| TASK STATEMENT |
Pictures in the records should not be copied, but every other part must be repeated exactly.

──────── RECORDS

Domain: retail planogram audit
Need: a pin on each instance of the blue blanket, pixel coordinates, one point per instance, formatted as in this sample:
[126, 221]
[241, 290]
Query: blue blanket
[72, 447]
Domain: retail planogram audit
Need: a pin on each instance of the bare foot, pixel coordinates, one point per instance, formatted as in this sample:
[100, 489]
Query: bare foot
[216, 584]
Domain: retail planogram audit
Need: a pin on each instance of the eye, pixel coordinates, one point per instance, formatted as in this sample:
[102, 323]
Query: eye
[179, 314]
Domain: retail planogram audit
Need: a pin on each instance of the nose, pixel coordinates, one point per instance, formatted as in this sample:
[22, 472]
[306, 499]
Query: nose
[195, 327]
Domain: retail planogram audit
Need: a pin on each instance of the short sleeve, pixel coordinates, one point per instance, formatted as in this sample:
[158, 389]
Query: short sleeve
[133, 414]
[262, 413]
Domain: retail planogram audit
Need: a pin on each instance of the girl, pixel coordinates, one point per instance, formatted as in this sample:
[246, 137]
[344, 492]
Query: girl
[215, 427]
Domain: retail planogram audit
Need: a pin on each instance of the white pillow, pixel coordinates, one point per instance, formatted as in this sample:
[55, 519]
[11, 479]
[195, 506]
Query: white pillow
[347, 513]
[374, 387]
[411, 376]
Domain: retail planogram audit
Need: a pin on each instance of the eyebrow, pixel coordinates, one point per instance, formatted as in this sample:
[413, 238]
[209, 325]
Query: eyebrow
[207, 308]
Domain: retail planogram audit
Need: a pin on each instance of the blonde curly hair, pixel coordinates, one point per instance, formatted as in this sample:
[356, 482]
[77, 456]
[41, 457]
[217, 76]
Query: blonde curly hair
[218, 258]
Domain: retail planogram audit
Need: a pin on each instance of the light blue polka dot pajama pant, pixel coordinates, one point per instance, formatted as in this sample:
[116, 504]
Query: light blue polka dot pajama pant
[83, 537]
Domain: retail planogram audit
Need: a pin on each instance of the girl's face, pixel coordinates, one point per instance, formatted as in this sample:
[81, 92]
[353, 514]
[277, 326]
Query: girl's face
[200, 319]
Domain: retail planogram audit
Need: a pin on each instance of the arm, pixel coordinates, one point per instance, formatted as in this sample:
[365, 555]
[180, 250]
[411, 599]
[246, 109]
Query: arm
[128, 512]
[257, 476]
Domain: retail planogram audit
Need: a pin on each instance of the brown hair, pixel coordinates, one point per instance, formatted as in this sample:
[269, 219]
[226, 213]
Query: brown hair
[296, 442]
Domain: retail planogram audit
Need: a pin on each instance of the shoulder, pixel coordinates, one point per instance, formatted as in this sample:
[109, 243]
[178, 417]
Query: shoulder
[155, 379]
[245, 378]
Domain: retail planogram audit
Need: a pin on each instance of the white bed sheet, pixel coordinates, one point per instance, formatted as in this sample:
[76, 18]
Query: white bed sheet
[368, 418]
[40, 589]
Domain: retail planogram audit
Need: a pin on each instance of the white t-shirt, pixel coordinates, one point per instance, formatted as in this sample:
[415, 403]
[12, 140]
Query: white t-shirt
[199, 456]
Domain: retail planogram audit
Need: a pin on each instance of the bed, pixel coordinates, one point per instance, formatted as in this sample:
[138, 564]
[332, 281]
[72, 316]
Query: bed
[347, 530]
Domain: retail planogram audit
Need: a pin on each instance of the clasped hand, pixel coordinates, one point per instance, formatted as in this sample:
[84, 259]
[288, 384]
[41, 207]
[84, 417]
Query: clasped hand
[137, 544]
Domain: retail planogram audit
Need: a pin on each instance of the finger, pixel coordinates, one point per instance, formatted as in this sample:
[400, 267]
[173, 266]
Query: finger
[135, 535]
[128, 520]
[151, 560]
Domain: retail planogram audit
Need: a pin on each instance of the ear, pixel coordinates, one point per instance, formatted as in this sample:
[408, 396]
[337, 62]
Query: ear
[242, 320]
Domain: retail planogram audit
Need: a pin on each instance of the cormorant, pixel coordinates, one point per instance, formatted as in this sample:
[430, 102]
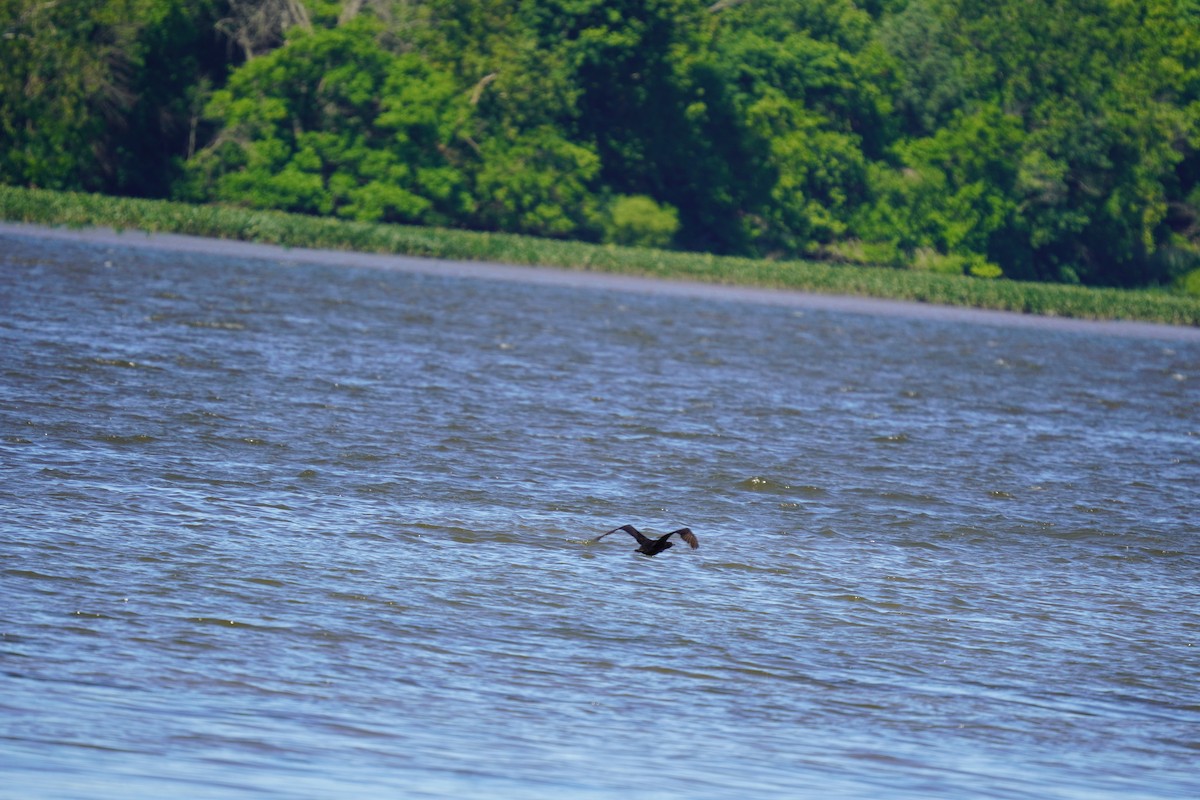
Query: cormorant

────────────────

| ANSWER |
Domain: retail planogram audit
Need: a pin on each instance of the blue blanket, pixel coordinates, one point per instance, formatted as in this sample:
[126, 221]
[241, 290]
Query: blue blanket
[72, 447]
Domain: retail planogram audit
Need: a pin on each instance of the bare foot, pixel coordinates, one point per instance, formatted as in this sample:
[100, 489]
Query: bare foot
[216, 584]
Domain: retail planogram audit
Need: a pin on each instance of the eye, pixel coordinates, one point per instance, formatted as in this sample:
[102, 323]
Query: eye
[179, 314]
Domain: retail planogram audit
Need: a pin on each instance of the nose, pixel coordinates, one point per instance, formatted as in this sample:
[22, 472]
[306, 499]
Query: nose
[195, 327]
Domain: retail planogram audit
Need: a pin on each instance of the short sleeve, pixel coordinates, one point per instance, formatted as in this sample:
[158, 389]
Query: short sleeve
[133, 414]
[262, 413]
Domain: retail planogram audit
Need: a pin on each instance of the girl, pixel coordinates, one point per instance, formatted as in this sample:
[246, 137]
[344, 492]
Query: girl
[215, 427]
Domain: retail planogram audit
Need: a pin on each instance of the white pillow, pixel coordinates, one point per instance, formatted as in this sample:
[55, 519]
[11, 479]
[195, 506]
Query: white pillow
[347, 513]
[374, 387]
[411, 376]
Domain: retail planogram audit
Need: a pin on each instance of the eyebrow, pixel coordinates, one point per instance, formatted as in this sample:
[413, 238]
[209, 325]
Query: eyebrow
[207, 308]
Domain: retail planogram audit
Need: a pin on each instance of the blonde curly hair, pixel coordinates, one point per instance, formatted as in this sample:
[356, 482]
[77, 456]
[41, 457]
[217, 76]
Query: blonde curly hair
[218, 258]
Domain: retail planogram audit
Need: a pin on each instance of the light blue polka dot pajama pant, pixel coordinates, one point per instance, formatted as in this sample:
[116, 504]
Query: light blue polka dot pajama pant
[83, 537]
Domain: retail planogram audit
Need: a pin on each instance of the girl's face, pixel coordinates, one point per instance, formatted as in this sample:
[81, 92]
[353, 514]
[277, 326]
Query: girl's face
[200, 319]
Domain: retail planogram audit
Need: a pin on each instance of the arm, pixel coordinates, one point per instance, formatted as in this sample:
[365, 555]
[180, 250]
[411, 599]
[246, 109]
Query: arm
[128, 512]
[257, 476]
Domain: retail planogram audit
Need: a pin on each instance of the brown hair, pixel coordinates, one point per instance, formatted as in this sample:
[269, 219]
[226, 213]
Query: brown hair
[296, 442]
Domain: retail planogram audit
Need: a pin on each instance of the shoulder, pixel coordinates, one point per instance, formatted as in this sample:
[109, 243]
[178, 417]
Query: shoulder
[155, 379]
[245, 378]
Domain: retail planogram audit
Need: a pin on each instance of the white bed sheet, pixel coordinates, one point per instance, formatted as in this sample:
[76, 18]
Query: white bed sheet
[368, 418]
[40, 589]
Domain: retail planogram audit
Need: a pin on each instance of the white t-shirt, pixel coordinates, one point per instance, formatted as in this sample:
[415, 403]
[12, 140]
Query: white t-shirt
[199, 456]
Domain: retail planogram audit
Need: a pin on each instance of the bed, pixel coordinates, one point per instance, formatted as in this sample:
[138, 564]
[332, 281]
[72, 316]
Query: bed
[347, 530]
Domain: retail planogram audit
Need: a pin on each instance of the clasped hand, pixel coordinates, one point per instance, formatted as in this sample:
[84, 259]
[288, 384]
[41, 207]
[84, 417]
Query: clasped hand
[137, 544]
Domain: retail planogram audit
Need: a pin on each instance of the finger, pixel coordinates, one point per instance, formatted as in this sample:
[400, 267]
[173, 266]
Query: finger
[135, 535]
[128, 520]
[151, 560]
Domain: retail planogram audit
Need: a pin on each instance of the ear, pixel coordinates, one point per instance, formatted as in this sample:
[408, 396]
[337, 62]
Query: ear
[242, 320]
Domain: retail planogram audit
Need: a pin on each instance of the cormorant, pixel coordinates, one point per instance, formatted as in this sample:
[430, 102]
Query: cormorant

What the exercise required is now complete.